◆ **REQUEST**:
Return every line of the items below word for word, but leave out the pictures.

[Excerpts from a segmentation dataset]
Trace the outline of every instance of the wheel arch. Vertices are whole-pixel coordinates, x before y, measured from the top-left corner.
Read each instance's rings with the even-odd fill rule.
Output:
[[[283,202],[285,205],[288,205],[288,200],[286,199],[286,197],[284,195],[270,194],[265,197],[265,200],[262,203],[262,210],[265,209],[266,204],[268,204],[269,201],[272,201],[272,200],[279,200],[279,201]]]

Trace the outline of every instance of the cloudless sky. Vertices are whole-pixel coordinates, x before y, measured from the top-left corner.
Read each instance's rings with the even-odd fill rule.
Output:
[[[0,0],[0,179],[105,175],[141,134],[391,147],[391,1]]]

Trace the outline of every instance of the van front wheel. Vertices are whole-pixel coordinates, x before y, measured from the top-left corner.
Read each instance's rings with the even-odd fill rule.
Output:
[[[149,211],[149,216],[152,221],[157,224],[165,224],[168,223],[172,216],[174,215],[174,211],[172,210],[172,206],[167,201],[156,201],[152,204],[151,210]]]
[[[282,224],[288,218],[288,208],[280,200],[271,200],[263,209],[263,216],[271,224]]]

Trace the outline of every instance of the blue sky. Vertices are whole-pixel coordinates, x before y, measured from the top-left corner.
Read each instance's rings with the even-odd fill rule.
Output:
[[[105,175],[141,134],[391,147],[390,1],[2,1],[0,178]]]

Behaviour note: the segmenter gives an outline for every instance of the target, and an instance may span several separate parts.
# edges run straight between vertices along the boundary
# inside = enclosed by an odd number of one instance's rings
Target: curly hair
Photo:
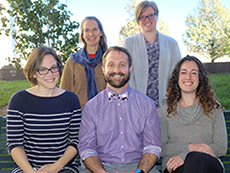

◆ **TASK SOLUTION**:
Trace the outline of every instance of the wheel arch. Vertices are whole-pixel coordinates, x before y, measured from the top-left corner.
Read each instance's rings with the even-odd fill rule.
Output:
[[[283,202],[285,205],[288,205],[288,200],[286,199],[286,197],[284,195],[270,194],[265,197],[265,200],[262,203],[262,210],[265,209],[266,204],[268,204],[269,201],[272,201],[272,200],[279,200],[279,201]]]

Trace the outline of every instance of the cloudless sky. Vertices are whole-pixel coordinates, x before y, measured from the top-left corner.
Read each instance's rings with the even-odd fill rule.
Output:
[[[0,0],[0,179],[105,175],[141,134],[391,147],[391,1]]]

Trace the outline of every instance of the van front wheel. Vertices are whole-pixel coordinates, x before y, measured from the top-left corner.
Read each instance's rings with the even-odd fill rule.
Output:
[[[149,211],[149,216],[152,221],[157,224],[165,224],[168,223],[172,216],[174,215],[174,211],[172,210],[172,206],[167,201],[156,201],[152,204],[151,210]]]
[[[282,224],[288,218],[288,208],[280,200],[271,200],[263,209],[263,216],[271,224]]]

Trace the outline of every instance of the blue sky. Vertices are whole-pixel coordinates, x before y, measured from the top-left corner.
Read each instance's rings with the even-odd fill rule.
Output:
[[[105,175],[141,134],[391,147],[390,1],[2,1],[0,178]]]

Behaviour note: the segmenter gives an outline for every instance of the target, and an instance may span several separate parts.
# edges run straight between vertices along the boundary
# inside = enclosed by an odd number of one instance's rings
Target: curly hair
Photo:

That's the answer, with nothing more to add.